STATED TASK: Reproduce the items word for word, from the first line through the line that contains "[[[18,12],[27,30],[40,38],[57,37],[64,29],[64,0],[22,0]]]", including both.

RAW RECORDS:
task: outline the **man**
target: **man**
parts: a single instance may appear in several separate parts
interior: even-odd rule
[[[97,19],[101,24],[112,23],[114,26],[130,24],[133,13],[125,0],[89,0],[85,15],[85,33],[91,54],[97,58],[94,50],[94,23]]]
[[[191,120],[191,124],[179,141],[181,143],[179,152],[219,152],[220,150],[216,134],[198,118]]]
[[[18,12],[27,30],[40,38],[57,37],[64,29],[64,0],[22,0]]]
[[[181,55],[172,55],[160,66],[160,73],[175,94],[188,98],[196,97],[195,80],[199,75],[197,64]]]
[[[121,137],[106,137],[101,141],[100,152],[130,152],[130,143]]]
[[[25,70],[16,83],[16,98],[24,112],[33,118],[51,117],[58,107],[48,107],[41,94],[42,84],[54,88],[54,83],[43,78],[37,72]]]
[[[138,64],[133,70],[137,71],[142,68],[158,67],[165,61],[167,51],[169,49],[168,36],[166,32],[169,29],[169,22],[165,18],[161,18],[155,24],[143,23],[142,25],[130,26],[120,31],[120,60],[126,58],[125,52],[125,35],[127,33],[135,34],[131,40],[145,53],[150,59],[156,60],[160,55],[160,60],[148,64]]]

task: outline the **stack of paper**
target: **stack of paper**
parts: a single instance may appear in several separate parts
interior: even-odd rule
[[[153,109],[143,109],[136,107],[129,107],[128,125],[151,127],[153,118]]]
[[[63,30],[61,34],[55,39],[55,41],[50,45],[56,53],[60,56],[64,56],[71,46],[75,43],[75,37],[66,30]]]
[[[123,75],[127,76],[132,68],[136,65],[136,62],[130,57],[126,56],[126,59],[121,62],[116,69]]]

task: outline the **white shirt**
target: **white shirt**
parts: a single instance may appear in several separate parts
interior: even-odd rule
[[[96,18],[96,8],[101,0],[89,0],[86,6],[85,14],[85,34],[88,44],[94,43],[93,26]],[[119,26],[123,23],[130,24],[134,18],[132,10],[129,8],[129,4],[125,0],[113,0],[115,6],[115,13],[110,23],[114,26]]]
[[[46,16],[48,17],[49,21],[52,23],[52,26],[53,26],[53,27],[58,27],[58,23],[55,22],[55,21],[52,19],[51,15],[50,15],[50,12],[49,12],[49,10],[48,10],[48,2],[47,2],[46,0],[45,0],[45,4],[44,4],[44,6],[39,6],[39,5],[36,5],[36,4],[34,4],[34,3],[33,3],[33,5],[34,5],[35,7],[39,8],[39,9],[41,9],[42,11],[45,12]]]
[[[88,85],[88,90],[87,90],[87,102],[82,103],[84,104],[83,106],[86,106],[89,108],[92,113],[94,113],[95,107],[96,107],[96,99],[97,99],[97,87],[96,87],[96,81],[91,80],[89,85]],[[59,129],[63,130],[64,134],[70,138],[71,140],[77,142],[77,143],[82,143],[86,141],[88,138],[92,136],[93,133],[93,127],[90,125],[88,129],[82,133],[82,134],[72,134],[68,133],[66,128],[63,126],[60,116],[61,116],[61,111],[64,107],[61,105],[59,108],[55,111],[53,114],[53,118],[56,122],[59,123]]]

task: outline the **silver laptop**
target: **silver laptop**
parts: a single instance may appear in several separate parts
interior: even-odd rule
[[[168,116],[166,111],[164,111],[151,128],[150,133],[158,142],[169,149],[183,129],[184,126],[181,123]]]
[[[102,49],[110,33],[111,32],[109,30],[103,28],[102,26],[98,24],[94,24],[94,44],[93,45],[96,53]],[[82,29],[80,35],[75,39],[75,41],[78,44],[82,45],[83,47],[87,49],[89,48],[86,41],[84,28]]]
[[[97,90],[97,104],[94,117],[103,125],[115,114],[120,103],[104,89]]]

RESPONSE:
task: outline the **man**
target: **man**
parts: a single instance may appear in several separate parts
interior: even-odd rule
[[[97,19],[101,24],[112,23],[114,26],[130,24],[133,13],[125,0],[89,0],[85,15],[85,33],[91,54],[97,58],[94,50],[94,23]]]
[[[191,120],[191,124],[179,141],[181,143],[179,152],[219,152],[220,150],[216,134],[198,118]]]
[[[18,12],[27,30],[40,38],[57,37],[64,29],[64,0],[22,0]]]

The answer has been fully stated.